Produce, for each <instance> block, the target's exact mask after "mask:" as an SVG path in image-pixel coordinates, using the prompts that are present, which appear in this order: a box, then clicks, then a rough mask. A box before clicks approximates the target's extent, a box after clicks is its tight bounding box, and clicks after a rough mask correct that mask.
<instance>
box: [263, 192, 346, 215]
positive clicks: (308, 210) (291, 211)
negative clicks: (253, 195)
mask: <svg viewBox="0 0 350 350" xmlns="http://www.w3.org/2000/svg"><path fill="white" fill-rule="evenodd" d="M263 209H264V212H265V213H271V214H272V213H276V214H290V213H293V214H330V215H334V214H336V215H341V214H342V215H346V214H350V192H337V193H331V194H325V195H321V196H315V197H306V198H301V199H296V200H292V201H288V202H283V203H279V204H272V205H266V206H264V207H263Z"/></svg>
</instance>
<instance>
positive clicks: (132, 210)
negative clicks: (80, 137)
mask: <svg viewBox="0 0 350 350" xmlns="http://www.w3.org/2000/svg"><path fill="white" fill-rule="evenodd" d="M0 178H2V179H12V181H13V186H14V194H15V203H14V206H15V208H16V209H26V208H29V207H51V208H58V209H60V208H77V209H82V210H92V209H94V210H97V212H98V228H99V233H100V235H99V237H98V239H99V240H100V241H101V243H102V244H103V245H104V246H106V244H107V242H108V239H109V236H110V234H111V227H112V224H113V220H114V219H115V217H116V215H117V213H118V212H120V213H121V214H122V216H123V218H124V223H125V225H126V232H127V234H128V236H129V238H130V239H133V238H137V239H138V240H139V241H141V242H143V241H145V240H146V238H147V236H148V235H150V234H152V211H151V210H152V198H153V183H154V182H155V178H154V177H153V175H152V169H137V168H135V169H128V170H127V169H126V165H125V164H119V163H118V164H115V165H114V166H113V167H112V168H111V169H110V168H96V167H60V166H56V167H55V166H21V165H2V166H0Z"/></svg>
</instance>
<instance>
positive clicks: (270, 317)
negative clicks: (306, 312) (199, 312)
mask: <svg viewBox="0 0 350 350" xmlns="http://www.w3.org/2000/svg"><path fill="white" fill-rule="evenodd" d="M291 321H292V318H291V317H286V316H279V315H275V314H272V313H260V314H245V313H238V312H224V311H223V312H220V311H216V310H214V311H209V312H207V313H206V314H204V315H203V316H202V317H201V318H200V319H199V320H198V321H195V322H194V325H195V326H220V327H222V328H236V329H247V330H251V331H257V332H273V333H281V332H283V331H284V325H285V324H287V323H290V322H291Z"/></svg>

+-------+

Each line with "positive" in it must be identified and copied from the material.

EXERCISE RESULT
positive clicks: (308, 210) (291, 211)
positive clicks: (132, 210)
positive clicks: (270, 317)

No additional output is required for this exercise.